* EXERCISE BRIEF: Give back exactly the lines that run from the beginning of the entries to the line containing "Mark the dense green trees with a point.", both included, and nothing else.
□ □ □ □ □ □ □
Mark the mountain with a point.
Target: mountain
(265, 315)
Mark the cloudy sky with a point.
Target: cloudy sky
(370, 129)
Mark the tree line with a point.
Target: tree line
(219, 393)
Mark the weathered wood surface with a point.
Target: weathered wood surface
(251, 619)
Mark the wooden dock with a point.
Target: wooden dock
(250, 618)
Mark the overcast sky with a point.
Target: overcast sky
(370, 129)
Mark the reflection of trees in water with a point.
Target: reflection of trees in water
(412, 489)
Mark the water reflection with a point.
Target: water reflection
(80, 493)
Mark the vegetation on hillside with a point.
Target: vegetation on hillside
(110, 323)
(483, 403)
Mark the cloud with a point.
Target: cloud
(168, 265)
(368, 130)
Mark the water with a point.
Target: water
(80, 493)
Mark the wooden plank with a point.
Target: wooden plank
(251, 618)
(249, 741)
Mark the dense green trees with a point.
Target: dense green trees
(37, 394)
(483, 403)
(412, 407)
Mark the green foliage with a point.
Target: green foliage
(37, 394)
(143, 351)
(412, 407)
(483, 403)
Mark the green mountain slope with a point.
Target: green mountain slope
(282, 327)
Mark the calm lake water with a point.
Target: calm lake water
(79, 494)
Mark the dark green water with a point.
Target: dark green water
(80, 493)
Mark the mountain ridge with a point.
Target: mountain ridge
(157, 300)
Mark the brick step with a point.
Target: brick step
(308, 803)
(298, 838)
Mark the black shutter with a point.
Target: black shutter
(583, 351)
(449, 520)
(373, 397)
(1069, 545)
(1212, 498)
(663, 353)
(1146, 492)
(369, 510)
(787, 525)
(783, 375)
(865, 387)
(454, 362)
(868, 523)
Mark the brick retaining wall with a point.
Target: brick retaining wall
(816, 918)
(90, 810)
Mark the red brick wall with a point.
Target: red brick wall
□ □ □ □ □ □ □
* EXPECTED OUTPUT:
Mark the mountain with a point.
Target: mountain
(265, 315)
Mark the cloudy sky with a point.
Target: cloudy sky
(370, 129)
Mark the tree line with a point.
Target: tree line
(219, 393)
Mark the weathered wood surface with a point.
Target: weathered wood surface
(251, 619)
Mark the wooden dock with a point.
Target: wooden dock
(250, 618)
Mark the overcast sky with a point.
Target: overcast sky
(370, 129)
Mark the reflection of trees in water with a point.
Target: reflection of trees in water
(412, 489)
Mark the water reflection with a point.
Target: water reflection
(80, 493)
Mark the vegetation on hillside with a point.
Target: vegetation on hillside
(110, 323)
(483, 403)
Mark the cloud with a point.
Target: cloud
(168, 265)
(368, 130)
Mark the water with a point.
Target: water
(80, 493)
Mark the wooden plank with a point.
Target: wooden plank
(251, 618)
(249, 741)
Mark the dense green trees with a point.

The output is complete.